[START OF Provided records]

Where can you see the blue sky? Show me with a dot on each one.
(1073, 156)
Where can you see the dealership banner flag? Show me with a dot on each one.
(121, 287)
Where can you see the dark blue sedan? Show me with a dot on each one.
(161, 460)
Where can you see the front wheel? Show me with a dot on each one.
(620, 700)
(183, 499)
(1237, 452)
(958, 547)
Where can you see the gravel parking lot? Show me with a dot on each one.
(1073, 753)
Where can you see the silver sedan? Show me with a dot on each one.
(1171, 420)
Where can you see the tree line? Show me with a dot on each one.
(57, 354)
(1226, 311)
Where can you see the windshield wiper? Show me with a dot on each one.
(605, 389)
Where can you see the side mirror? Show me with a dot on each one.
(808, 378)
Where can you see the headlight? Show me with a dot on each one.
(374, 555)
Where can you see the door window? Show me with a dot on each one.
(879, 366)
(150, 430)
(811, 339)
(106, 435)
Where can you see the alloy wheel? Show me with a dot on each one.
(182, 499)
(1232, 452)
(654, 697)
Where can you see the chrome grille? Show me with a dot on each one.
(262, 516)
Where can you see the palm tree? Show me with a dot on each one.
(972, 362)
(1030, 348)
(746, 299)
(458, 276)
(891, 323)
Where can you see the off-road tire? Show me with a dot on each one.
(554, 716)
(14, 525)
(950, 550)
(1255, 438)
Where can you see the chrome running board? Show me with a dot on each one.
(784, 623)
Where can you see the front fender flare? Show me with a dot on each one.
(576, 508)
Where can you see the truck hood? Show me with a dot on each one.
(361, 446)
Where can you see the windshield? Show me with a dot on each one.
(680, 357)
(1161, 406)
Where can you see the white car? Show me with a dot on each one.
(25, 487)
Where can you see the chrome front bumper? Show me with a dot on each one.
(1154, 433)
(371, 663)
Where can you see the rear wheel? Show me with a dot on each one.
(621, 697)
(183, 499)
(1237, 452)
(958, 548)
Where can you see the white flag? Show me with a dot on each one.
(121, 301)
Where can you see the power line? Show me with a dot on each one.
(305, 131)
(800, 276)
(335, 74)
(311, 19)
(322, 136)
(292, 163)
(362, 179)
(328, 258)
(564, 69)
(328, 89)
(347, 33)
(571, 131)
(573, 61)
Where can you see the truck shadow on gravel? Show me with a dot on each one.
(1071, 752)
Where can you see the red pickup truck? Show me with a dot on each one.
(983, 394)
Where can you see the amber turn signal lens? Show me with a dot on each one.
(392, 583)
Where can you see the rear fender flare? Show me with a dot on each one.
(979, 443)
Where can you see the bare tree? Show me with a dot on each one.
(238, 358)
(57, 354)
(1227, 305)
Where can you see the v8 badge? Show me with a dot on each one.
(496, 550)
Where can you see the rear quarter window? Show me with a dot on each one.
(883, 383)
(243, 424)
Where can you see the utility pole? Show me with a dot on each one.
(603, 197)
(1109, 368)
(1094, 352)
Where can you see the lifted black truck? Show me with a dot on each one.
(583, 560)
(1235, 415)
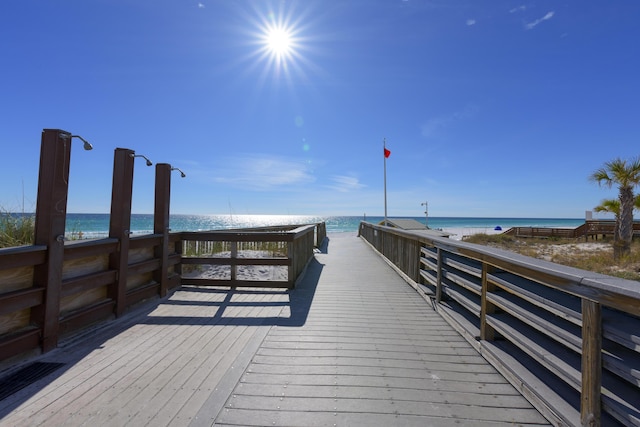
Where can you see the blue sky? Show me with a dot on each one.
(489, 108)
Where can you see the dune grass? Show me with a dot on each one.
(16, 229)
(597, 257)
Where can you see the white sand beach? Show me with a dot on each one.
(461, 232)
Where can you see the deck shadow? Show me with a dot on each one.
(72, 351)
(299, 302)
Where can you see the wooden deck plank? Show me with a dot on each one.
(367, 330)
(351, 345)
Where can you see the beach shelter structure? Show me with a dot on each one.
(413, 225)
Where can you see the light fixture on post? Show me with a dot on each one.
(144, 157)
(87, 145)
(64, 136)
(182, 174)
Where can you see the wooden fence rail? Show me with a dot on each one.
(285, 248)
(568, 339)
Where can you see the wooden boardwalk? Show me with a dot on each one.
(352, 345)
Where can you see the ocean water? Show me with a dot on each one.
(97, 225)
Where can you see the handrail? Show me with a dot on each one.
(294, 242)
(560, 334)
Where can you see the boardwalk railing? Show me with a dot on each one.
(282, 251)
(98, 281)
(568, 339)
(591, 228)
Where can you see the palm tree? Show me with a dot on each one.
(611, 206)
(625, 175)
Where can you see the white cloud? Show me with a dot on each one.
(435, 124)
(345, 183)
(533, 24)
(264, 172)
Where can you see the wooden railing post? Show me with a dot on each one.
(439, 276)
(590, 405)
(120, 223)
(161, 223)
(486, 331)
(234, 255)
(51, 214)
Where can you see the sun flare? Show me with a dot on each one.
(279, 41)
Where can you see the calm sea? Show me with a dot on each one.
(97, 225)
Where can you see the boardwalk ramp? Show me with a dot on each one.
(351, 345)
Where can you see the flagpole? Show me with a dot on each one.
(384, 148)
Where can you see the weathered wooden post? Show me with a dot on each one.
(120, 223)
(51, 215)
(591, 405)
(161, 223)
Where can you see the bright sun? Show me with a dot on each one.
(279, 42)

[END OF Provided records]

Exercise: Rewrite the lines above as a numbered list, dropping any blank lines. Leave the pictures out of your answer.

Solution below:
1. Where can you see the blue sky? Show me with a dot on each one.
2. (1073, 156)
3. Where can you see the dealership banner flag? Show me with a dot on each one.
4. (121, 287)
5. Where can you see the dark blue sedan? Show me with a dot on each one.
6. (161, 460)
7. Where can you see the front wheel? Show me with a dot on each one.
8. (620, 700)
9. (183, 499)
10. (1237, 452)
11. (958, 547)
12. Where can you see the gravel parking lot? Show me with a dot on each one.
13. (1073, 753)
14. Where can you see the silver sedan? Show me with a dot on each one.
15. (1171, 420)
16. Where can you see the tree line? Show me with a dot on each one.
17. (57, 354)
18. (1226, 311)
19. Where can you see the windshield wiper? Show me with a dot on each one.
20. (605, 389)
21. Where can you see the side mirror? Show me with a dot on each one.
22. (808, 378)
23. Where can you see the headlight? Show me with a dot on each one.
24. (374, 555)
25. Where can you see the door window? Show me with a dot on each one.
26. (879, 366)
27. (150, 430)
28. (811, 339)
29. (106, 435)
30. Where can you see the alloy wheel? Show me with a dot on each one.
31. (182, 499)
32. (1232, 452)
33. (654, 697)
34. Where can you see the chrome grille? Show me with a dot on each one.
35. (262, 516)
36. Where can you see the palm tree? Show me with a dot on each one.
37. (972, 362)
38. (1030, 348)
39. (746, 299)
40. (458, 276)
41. (891, 323)
42. Where can you see the off-road tire? Show me with a dot on each one.
43. (554, 716)
44. (14, 525)
45. (950, 550)
46. (1255, 438)
47. Where can you see the chrome running board? Show me with a dot on each one.
48. (784, 623)
49. Where can you see the front fender flare? Show me with a dot on each one.
50. (576, 508)
51. Where can you see the truck hood? Show me with a dot on each one.
52. (361, 446)
53. Where can you see the windshield? Show me with a dot on each one.
54. (680, 357)
55. (1161, 406)
56. Where can you see the white car? Show me with a dot on each one.
57. (25, 487)
58. Where can you see the chrome front bumper? Show me with a dot on each one.
59. (1154, 433)
60. (371, 663)
61. Where can you see the rear wheel? Show me with a dot on each one.
62. (621, 697)
63. (183, 499)
64. (1237, 452)
65. (958, 548)
66. Where can you see the white flag? Show me with a dot on each one.
67. (121, 301)
68. Where can you see the power line? Show me with a dot on each one.
69. (305, 131)
70. (800, 276)
71. (335, 74)
72. (311, 19)
73. (322, 136)
74. (292, 163)
75. (362, 179)
76. (328, 258)
77. (564, 69)
78. (328, 89)
79. (347, 33)
80. (571, 131)
81. (573, 61)
82. Where can you see the truck shadow on gravel? Show me with a dot on each one.
83. (1071, 752)
84. Where can you see the red pickup truck? Show me with a dot on each one.
85. (983, 394)
86. Where can you see the amber turn signal lens? Show me with a dot on each one.
87. (392, 583)
88. Where can you see the rear fender flare? Show me with a dot on each one.
89. (979, 443)
90. Where can you see the bare tree? Show me with a dot on each one.
91. (238, 358)
92. (57, 354)
93. (1227, 305)
94. Where can you see the v8 badge? Show me with a dot on each one.
95. (496, 550)
96. Where can you see the rear quarter window? Show me with a dot on each one.
97. (883, 383)
98. (243, 424)
99. Where can you see the utility pole? Show me with a dot on each one.
100. (603, 197)
101. (1109, 368)
102. (1094, 352)
103. Where can you see the lifted black truck? Show me with a dot on each one.
104. (583, 560)
105. (1235, 415)
106. Where can you see the blue sky? Show me with a dot on each one.
107. (489, 108)
108. Where can you see the dune grass? Show me with a dot on each one.
109. (16, 229)
110. (597, 257)
111. Where can you see the white sand beach? Show me with a dot on each one.
112. (461, 232)
113. Where can you see the deck shadow? Show me with a dot on each one.
114. (72, 351)
115. (299, 302)
116. Where can you see the wooden deck plank? Show me with a dot on each one.
117. (367, 330)
118. (351, 345)
119. Where can you see the beach shelter structure? Show me with a dot on each one.
120. (413, 225)
121. Where can you see the light fixture on post? Show me with a dot on each one.
122. (144, 157)
123. (87, 145)
124. (64, 136)
125. (182, 174)
126. Where can you see the wooden fence rail? Show me with a dot on each one.
127. (285, 248)
128. (568, 339)
129. Where can you see the wooden boardwalk? Show me with a dot on each one.
130. (352, 345)
131. Where can you see the ocean water? Show me with a dot on each one.
132. (97, 225)
133. Where can you see the handrail? Show me with a dot on each one.
134. (294, 242)
135. (560, 334)
136. Where can you see the boardwalk railing? Show me with a dot on each one.
137. (282, 251)
138. (98, 281)
139. (568, 339)
140. (591, 228)
141. Where can you see the palm tree? Show me with a dot on each one.
142. (611, 206)
143. (625, 175)
144. Where can you see the white cloud? Show me with a dot on each one.
145. (435, 124)
146. (345, 183)
147. (533, 24)
148. (264, 172)
149. Where can you see the wooden railing post? Show me with a dot on each one.
150. (439, 276)
151. (590, 405)
152. (120, 223)
153. (161, 223)
154. (486, 331)
155. (234, 255)
156. (51, 214)
157. Where can you see the sun flare? Show me with a dot on each one.
158. (279, 41)
159. Where can you see the calm sea? Show me with a dot on each one.
160. (97, 225)
161. Where can you see the boardwalk ramp? Show me with a dot on each one.
162. (351, 345)
163. Where can you see the flagpole? Show me with a dot on each one.
164. (384, 148)
165. Where can you see the weathered wooden post? Show me with a dot on each one.
166. (120, 223)
167. (51, 215)
168. (591, 405)
169. (161, 223)
170. Where can you see the bright sun? Show me with a dot on each one.
171. (279, 42)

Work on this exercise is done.